EXERCISE PROMPT. Return every record verbatim.

Position annotation records:
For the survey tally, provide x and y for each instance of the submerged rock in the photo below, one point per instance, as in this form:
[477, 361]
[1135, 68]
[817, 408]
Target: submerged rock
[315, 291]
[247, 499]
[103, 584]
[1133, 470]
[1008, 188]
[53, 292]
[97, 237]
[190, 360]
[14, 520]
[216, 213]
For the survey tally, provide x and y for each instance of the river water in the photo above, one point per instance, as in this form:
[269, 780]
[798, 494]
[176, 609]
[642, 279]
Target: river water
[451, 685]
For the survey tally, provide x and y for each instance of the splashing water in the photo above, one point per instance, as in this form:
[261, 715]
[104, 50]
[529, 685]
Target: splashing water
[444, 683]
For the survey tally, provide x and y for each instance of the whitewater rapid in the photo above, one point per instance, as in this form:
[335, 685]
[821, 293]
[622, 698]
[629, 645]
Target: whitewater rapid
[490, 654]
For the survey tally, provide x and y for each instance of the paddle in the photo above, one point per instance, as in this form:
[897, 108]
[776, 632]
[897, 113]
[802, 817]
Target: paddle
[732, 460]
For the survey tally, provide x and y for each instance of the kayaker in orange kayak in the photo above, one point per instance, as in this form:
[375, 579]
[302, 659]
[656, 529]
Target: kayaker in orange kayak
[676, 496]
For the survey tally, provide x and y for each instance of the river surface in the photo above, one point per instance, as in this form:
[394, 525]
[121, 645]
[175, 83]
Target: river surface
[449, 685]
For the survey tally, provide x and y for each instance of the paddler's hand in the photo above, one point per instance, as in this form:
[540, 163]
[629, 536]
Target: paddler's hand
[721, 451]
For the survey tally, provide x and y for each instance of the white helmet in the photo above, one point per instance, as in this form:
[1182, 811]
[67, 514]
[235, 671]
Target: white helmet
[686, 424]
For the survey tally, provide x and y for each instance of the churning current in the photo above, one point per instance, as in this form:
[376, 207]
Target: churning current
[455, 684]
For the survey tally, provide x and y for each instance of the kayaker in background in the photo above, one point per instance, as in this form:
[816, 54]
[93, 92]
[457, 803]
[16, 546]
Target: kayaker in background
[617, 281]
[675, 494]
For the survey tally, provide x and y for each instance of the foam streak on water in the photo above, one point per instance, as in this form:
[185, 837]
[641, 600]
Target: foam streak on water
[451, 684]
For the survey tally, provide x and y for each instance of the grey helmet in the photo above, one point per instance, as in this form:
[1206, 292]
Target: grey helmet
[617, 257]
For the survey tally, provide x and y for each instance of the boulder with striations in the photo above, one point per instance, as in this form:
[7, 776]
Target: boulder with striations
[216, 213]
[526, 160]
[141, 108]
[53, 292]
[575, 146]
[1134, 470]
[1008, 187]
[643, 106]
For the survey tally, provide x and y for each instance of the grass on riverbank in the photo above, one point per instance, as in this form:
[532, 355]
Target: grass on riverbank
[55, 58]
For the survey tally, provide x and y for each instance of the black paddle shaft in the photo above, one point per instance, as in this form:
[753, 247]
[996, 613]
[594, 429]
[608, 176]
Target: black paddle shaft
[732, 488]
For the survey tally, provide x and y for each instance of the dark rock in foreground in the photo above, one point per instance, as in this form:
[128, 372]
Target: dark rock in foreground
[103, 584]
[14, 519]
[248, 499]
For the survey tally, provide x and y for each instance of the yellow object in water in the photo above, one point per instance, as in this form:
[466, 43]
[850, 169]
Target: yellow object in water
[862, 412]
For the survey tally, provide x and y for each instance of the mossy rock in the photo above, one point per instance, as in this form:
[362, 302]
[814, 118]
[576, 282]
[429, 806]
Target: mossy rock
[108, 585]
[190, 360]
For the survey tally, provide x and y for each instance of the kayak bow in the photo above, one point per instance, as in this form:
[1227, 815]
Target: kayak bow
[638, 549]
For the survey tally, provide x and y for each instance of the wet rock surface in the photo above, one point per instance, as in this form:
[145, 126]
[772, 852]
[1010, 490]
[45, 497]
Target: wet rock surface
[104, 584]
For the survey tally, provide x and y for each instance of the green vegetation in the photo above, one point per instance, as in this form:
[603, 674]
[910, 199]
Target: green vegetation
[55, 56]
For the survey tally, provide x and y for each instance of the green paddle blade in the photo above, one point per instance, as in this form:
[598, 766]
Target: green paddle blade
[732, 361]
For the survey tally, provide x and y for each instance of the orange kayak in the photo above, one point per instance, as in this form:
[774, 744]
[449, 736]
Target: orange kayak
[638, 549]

ANSWER FOR THE TASK.
For the survey tally, provide x and y for each instance of the submerged rock in the photo below, one point per instance, as in this form:
[477, 361]
[1135, 68]
[817, 408]
Target: submerged rock
[315, 291]
[247, 499]
[103, 584]
[1133, 470]
[1008, 188]
[53, 292]
[97, 237]
[190, 360]
[14, 520]
[216, 213]
For the survey tally, provide x and y for each instance of the river water in the photo above, one point per instance, as in this form:
[269, 780]
[798, 494]
[176, 609]
[642, 279]
Target: river water
[451, 685]
For the survey tally, provide x and y for each instance of the splashing water in the photo above, one point per instance, as in this form:
[261, 715]
[104, 50]
[529, 685]
Target: splashing water
[444, 683]
For the survey tally, provide x and y for each instance of the whitewater rapid in the photo above, one point per instance, as in this form:
[335, 685]
[821, 293]
[622, 698]
[629, 645]
Target: whitewater rapid
[490, 654]
For the survey tally, provide x and y for each instance of the paddle in the photo above, one point per instance, as in this form:
[897, 108]
[776, 632]
[897, 113]
[802, 817]
Target: paddle
[732, 460]
For the survey tally, provide x and y for each instance of the kayaker in orange kayak in the photo above, one point per instance, as in this form:
[375, 579]
[302, 659]
[656, 529]
Target: kayaker in orange kayak
[676, 496]
For the survey tally, provide x and y for each instance of the river surface in the photo above, one point per instance, as in this form:
[394, 525]
[121, 645]
[175, 83]
Target: river surface
[449, 685]
For the survey tally, provide x and y for each instance of the paddler's hand in the photo above, one point per instance, as in this form:
[540, 163]
[629, 536]
Target: paddler's hand
[721, 451]
For the survey tally, provide x and y for each instance of the white helmet in the photo above, one point per instance, as in this form:
[1182, 811]
[67, 514]
[235, 671]
Target: white helmet
[686, 424]
For the survey tally, provide x and y for each instance of the churning current in the photo above, one point per instance, as in this form:
[376, 207]
Target: churning current
[455, 684]
For the survey tally, provide x and y for each instance of the kayaker in background in the photo above, one point per instance, as in this form:
[816, 54]
[93, 92]
[457, 803]
[16, 546]
Target: kayaker in background
[617, 281]
[675, 494]
For the survey tally, provide x and y for each instance of the foam streak on water in the photo above, one point per instance, as in this form:
[185, 837]
[641, 600]
Target: foam streak on water
[451, 684]
For the survey tally, provide x and y for each instance of the grey helmet in the photo above, one point per instance, as in this form:
[1206, 292]
Target: grey helmet
[617, 257]
For the survey tally, provide x and y for each instance of the boulder with striations in the photo above, one point per instance, as in this form:
[7, 776]
Target: boulder with striations
[216, 213]
[526, 160]
[141, 108]
[53, 292]
[575, 146]
[1134, 470]
[1008, 187]
[643, 106]
For the survey tally, provide x and y for each instance of the grass on riverbank in the photo above, one point per instance, as in this form:
[532, 355]
Target: grass on riverbank
[55, 58]
For the survey tally, provide x and y for each instance of the black paddle shaft in the photo above, one point per instance, as in this form:
[753, 247]
[996, 613]
[594, 429]
[608, 176]
Target: black paddle shaft
[732, 488]
For the survey tally, provide x and y for each instance of the dark rock in foreground in the photo above, one point per instance, as in this form:
[128, 372]
Target: dark rock in foreground
[103, 584]
[14, 519]
[248, 499]
For the survey tally, provide x and y for each instance of the yellow object in water in the photo above, one point per instance, as in this form:
[466, 43]
[850, 169]
Target: yellow object in water
[862, 412]
For the survey tally, provide x and y for each instance of the mossy rock in the photo above, one point per instance, as in this form:
[362, 302]
[814, 118]
[576, 282]
[429, 806]
Target: mossy rock
[108, 585]
[190, 360]
For the survey tally, provide x and y for each instance of the kayak bow in the photo above, one point per instance, as in this form:
[1227, 815]
Target: kayak bow
[638, 549]
For the survey tally, provide x and y for each instance of the wet rock surface in the photo above, one point per instance, as in this form:
[145, 126]
[772, 852]
[1010, 490]
[45, 497]
Target: wet rock surface
[104, 584]
For the survey tally, provide x and y for each instance of the green vegetation in the photo above, one point per instance, as in this form:
[603, 674]
[910, 199]
Target: green vegetation
[55, 56]
For the survey tally, provide x and y for each instance of the green paddle blade in the photo above, one point per instance, as in this form:
[598, 766]
Target: green paddle blade
[732, 361]
For the survey tally, provide x and y for each instance of the orange kayak in the photo above, one point per instance, as in this form:
[774, 744]
[449, 736]
Target: orange kayak
[638, 549]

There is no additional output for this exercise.